**WHAT THE EXERCISE ASKS:** Can you restate the records below word for word?

**GIVEN ENTRIES:**
-=-=-=-=-

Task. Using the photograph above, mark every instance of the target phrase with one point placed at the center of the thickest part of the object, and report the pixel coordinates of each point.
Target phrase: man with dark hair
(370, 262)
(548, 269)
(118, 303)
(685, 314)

-=-=-=-=-

**RESPONSE:**
Task. Using the photograph above, mark every instance of the target phrase with one point placed at the center of the thickest part of the object, and report the pixel coordinates of each point.
Target phrase: man with dark hair
(370, 262)
(548, 269)
(118, 303)
(685, 314)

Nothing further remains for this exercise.